• _EXERCISE DETAILS_: Return every line of the listing that includes the string "instance".

==*==

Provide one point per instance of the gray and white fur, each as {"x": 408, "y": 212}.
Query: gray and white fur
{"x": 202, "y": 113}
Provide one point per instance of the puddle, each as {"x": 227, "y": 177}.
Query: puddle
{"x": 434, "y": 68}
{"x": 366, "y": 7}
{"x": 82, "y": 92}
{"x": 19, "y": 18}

==*==

• _WORKED SOLUTION_:
Provide one point per instance of the gray and white fur, each as {"x": 408, "y": 212}.
Provide one point per instance of the puddle, each as {"x": 227, "y": 177}.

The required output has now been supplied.